### [TEXTO EXTRAÍDO]
^^^^^^^^^^^^^^^^

Acórdão nº 185/17.7T8ETZ-D.E1 de Tribunal da Relação de Évora, 13 de Setembro de 2018

Magistrado ResponsávelFRANCISCO MATOS
Data da Resolução13 de Setembro de 2018
EmissorTribunal da Relação de Évora

Proc. nº 185/17.7T8ETZ-D.E1 Acordam na 2ª secção cível do Tribunal da Relação de Évora: I.

Relatório.

  1. (…), casado, residente na Rua (…), Lote 4, em Estremoz, instaurou contra (…), casada residente na Rua (…), Lote 4, em Estremoz, ação especial de divórcio sem consentimento do outro cônjuge.

    Terminada a fase dos articulados e após saneado e condensado o processo, foi proferido o seguinte despacho: “Requer o Autor que, ao abrigo do disposto no art.º 436.º do CPC se requisite à empresa (…), informação acerca do conteúdo das mensagens trocadas entra a Ré e os referidos (…) e (…).

    A Ré opõe-se a este meio de prova, por considerar que o mesmo é uma abusiva intromissão na vida privada da Ré e das pessoas com quem a mesma trocou mensagens.

    Preceitua a disposição legal citada pelo autor que o tribunal pode, a pedido das partes, requisitar informações, pareceres técnicos, plantas, fotografias, desenhos, objetos ou outros documentos necessários ao esclarecimento da verdade.

    Da leitura de tal preceito legal decorre com mediana clareza que o pedido do Autor não se integra na previsão da norma, pois o que o Autor pretende é tomar conhecimento do conteúdo de comunicações telefónicas, em forma de sms, alegamente, estabelecidas entre a Ré e terceiros, para segundo a sua versão dos factos, provar a infidelidade da Ré.

^^^^^^^^^^^^^^^^

### [OS DADOS]
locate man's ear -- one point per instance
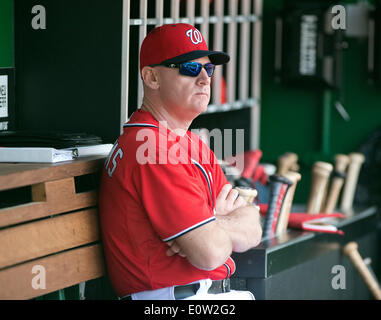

^^^^^^^^^^^^^^^^

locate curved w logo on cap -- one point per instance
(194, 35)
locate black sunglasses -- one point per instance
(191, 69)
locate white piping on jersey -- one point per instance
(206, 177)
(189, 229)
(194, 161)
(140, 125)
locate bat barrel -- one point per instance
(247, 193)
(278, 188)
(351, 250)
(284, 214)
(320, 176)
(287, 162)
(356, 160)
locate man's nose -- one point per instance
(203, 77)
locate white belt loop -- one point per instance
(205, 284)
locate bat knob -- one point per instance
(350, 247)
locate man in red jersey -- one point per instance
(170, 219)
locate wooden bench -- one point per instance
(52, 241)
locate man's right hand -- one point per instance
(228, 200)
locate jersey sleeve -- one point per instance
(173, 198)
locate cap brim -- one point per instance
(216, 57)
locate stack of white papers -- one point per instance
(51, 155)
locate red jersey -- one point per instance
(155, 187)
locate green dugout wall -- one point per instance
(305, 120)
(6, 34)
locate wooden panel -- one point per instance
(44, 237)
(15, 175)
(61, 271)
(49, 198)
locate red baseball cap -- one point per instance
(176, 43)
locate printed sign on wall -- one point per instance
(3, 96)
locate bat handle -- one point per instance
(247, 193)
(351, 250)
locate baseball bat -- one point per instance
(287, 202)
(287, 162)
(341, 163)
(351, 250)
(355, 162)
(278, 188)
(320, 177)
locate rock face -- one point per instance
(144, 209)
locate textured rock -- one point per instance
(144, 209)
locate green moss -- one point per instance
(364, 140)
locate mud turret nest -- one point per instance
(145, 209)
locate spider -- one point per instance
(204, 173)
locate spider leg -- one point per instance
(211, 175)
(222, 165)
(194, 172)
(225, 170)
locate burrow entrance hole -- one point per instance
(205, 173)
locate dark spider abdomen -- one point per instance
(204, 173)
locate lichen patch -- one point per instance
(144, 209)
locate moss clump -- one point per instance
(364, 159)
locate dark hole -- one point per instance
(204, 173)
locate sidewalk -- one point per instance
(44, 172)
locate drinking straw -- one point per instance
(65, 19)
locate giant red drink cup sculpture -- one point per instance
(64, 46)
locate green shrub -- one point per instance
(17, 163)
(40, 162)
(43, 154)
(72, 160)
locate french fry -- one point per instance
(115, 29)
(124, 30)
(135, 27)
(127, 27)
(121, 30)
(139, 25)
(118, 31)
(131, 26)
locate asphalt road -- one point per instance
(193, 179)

^^^^^^^^^^^^^^^^

### [PEDIDO DADO A]
Filtre os registos e copie cada linha que contenha a palavra "baseball", respeitando a distinção entre maiúsculas e minúsculas.
### [PEDIDO DADO B]
Dê seguimento ao texto do acórdão sobre a ação de divórcio, escrevendo a partir da última frase apresentada.
O texto do acórdão e os registos não têm qualquer relação entre si.

### [RESPOSTA A]
locate red baseball cap -- one point per instance
locate baseball bat -- one point per instance

### [RESPOSTA B]
    Estabelece o artigo 26.º, n.º 1, da Constituição da República Portuguesa que a todos é reconhecido o direito à reserva da intimidade da vida privada.

    Por intimidade da vida privada entende-se o núcleo vivencial individual que não é exposto publicamente ou socialmente, antes é reduzido (por opção pessoal ou por força das circunstâncias) à esfera circunscrita ou recatada de cada pessoa.

    Cai neste âmbito a relação dialógica (conversação) telefónica estabelecida particularmente entre duas pessoas.

    Nos termos do n.º 8 do artigo 32.º da Constituição da República Portuguesa, é nula - logo necessariamente ilícita e proibida - a prova obtida mediante abusiva intromissão na vida privada ou nas telecomunicações. Esta norma, conquanto formalmente prevista para o processo penal, deve ser tida como aplicável em todo e qualquer processo, e reporta-se tanto à prova obtida pelas entidades públicas como pelas entidades particulares.

    [1] Ainda, nos termos do n.º 1 do artigo 34.º da Constituição da República Portuguesa, é inviolável o sigilo dos meios de comunicação privada.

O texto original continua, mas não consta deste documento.